Meadow Garden is the historic former home of George Walton, one of the three signers of the U.S. Declaration of Independence from Georgia. Our tour was excellent. We got to see the original home, the addition, and the cellar in just about an hour.
The only negative was the guilt I felt about interrupting our guide’s lunch when we arrived. Call ahead if you don’t want to be similarly awkward.
11. Check out the Sacred Heart Cultural Center.
This former Catholic church is now an event space open to self-guided tours. The exterior alone is impressive and worth a visit. Don’t miss out on the stained glass windows, a call back to the building’s roots as a church.
12. See one of the oldest Black churches at Springfield Baptist Church.
Springfield Baptist Church is just half a mile from Sacred Heart, but it’s often overlooked. That doesn’t make it any less important as a historical site in Augusta.
The church was built by freed slaves in 1801 and today is one of the oldest Black congregations in the country. That makes it one of the most important stops for what to see in Augusta, GA.
The church has served as an important meetinghouse over the years. It was here that a group of students created Morehouse College back in 1879. It was known as the Augusta Institute back then.
If it’s a nice day, visit Springfield Village Park across the street. The public park features a large statement sculpture and benches for the perfect picnic or a rest.

## Task instructions
a. Reproduce verbatim the stretch of the Augusta travel passage from "12. See one" through "Institute back then.".
b. Render into Spanish this sentence from the Augusta travel passage: "The church was built by freed slaves in 1801 and today is one of the oldest Black congregations in the country."

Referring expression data
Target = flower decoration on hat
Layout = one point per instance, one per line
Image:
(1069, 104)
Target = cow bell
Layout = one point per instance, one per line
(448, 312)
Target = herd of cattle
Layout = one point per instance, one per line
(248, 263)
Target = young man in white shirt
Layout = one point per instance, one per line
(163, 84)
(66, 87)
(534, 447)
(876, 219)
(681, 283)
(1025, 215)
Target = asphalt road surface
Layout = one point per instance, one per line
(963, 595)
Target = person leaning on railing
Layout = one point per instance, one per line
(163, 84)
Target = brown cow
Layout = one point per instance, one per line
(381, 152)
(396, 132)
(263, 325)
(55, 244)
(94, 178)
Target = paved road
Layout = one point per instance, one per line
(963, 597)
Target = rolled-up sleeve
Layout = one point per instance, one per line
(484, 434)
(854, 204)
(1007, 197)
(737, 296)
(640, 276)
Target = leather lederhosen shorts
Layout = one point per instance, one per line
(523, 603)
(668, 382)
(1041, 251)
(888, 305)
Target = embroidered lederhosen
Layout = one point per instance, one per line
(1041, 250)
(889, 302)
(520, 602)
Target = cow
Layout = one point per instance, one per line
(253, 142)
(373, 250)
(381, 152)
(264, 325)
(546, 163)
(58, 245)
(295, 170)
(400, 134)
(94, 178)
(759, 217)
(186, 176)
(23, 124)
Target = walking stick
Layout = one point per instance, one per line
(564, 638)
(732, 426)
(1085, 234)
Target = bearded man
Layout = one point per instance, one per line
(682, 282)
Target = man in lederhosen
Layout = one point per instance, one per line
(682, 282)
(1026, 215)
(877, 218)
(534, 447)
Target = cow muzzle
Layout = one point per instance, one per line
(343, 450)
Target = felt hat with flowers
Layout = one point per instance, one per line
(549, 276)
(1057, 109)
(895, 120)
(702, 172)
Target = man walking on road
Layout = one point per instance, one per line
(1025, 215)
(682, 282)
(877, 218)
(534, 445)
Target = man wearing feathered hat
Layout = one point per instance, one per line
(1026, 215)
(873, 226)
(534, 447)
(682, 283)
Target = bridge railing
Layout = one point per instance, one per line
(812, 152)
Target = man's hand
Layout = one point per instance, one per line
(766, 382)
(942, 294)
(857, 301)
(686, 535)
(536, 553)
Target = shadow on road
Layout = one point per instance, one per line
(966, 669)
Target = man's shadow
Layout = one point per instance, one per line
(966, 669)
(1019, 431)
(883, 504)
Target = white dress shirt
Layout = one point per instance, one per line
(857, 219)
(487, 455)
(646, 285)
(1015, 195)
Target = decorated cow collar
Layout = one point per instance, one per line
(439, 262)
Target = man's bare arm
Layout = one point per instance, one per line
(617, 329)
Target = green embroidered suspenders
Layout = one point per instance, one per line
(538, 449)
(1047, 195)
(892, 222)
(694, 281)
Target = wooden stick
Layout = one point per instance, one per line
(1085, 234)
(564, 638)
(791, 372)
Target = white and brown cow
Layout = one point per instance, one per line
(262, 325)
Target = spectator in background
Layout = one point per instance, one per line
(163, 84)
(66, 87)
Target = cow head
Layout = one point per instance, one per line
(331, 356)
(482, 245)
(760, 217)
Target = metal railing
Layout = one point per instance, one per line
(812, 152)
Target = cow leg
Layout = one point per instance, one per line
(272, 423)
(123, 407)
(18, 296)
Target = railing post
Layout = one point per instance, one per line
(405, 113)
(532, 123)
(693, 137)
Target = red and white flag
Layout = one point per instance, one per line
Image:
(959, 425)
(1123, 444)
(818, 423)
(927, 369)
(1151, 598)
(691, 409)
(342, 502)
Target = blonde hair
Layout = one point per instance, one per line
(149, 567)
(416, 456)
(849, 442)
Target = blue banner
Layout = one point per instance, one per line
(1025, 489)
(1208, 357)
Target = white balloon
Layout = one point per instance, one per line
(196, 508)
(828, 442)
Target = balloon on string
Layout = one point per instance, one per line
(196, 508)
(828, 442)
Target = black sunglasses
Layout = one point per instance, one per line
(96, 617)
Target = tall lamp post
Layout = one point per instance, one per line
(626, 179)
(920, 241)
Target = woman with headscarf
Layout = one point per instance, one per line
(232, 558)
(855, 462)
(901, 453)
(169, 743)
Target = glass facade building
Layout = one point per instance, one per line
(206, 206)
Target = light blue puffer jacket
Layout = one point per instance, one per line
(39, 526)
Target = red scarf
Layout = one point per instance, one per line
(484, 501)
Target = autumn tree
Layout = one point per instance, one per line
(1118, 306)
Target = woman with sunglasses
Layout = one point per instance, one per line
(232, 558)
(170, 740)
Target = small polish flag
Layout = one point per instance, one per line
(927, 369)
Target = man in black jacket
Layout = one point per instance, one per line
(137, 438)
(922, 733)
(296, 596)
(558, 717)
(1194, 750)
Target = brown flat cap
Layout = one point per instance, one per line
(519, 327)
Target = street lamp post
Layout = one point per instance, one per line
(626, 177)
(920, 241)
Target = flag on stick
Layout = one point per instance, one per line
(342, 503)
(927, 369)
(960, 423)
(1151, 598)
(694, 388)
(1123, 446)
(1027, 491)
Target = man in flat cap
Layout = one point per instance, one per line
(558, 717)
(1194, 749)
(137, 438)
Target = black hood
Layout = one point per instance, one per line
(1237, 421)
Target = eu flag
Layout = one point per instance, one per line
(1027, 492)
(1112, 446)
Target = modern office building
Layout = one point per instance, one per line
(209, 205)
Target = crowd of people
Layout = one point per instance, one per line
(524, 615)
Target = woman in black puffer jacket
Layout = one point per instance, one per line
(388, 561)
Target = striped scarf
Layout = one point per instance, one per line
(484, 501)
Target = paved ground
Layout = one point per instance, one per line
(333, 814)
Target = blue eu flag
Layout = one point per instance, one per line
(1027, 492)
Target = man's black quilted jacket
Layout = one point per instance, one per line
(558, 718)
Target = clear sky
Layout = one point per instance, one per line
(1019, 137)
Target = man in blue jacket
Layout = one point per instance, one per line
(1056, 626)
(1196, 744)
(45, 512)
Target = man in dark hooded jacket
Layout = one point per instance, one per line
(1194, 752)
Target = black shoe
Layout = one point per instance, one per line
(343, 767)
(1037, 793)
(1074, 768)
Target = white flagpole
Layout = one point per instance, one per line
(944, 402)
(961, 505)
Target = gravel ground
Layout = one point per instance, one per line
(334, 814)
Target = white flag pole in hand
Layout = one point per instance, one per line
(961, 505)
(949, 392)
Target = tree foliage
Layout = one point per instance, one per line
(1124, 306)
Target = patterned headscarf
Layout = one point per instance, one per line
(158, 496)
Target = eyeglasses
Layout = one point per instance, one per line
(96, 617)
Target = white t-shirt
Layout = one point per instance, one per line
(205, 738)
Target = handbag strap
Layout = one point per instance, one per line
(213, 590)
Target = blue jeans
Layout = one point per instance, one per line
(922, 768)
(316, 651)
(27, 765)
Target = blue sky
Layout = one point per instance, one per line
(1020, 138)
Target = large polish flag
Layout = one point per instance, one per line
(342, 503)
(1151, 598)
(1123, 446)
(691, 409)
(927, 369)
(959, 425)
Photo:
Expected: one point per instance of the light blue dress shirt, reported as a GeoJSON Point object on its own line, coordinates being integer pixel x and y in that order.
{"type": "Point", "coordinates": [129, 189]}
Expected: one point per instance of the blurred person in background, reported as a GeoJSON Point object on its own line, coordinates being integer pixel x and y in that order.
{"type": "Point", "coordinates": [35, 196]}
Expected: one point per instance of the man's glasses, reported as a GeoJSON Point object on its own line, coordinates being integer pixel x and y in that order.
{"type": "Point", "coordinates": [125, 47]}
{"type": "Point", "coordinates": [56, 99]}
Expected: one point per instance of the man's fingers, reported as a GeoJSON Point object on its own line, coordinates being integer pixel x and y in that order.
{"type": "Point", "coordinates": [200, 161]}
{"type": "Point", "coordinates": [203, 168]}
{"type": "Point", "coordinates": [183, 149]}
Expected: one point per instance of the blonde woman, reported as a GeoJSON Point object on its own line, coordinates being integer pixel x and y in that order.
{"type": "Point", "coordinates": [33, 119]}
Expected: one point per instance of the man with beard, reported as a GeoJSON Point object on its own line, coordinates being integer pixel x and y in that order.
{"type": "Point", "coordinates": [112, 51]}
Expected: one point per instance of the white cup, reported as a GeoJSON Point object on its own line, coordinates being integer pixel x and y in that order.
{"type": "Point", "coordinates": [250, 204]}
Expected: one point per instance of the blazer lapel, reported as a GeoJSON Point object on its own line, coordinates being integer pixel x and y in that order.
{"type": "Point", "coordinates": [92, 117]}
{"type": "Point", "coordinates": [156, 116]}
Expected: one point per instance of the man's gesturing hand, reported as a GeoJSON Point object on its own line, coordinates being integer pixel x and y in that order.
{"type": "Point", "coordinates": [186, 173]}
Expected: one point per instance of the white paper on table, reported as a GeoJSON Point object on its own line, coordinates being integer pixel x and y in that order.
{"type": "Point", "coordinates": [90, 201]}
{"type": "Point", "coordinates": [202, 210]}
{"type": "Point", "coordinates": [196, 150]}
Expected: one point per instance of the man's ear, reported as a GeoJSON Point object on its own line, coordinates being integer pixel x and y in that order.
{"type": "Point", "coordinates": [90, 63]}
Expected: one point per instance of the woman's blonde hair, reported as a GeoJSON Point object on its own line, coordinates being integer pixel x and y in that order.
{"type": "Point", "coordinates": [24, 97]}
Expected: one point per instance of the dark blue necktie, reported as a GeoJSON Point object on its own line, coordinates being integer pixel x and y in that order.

## List of answers
a.
12. See one of the oldest Black churches at Springfield Baptist Church.
Springfield Baptist Church is just half a mile from Sacred Heart, but it’s often overlooked. That doesn’t make it any less important as a historical site in Augusta.
The church was built by freed slaves in 1801 and today is one of the oldest Black congregations in the country. That makes it one of the most important stops for what to see in Augusta, GA.
The church has served as an important meetinghouse over the years. It was here that a group of students created Morehouse College back in 1879. It was known as the Augusta Institute back then.

b. La iglesia fue construida por esclavos liberados en 1801 y hoy es una de las congregaciones negras más antiguas del país.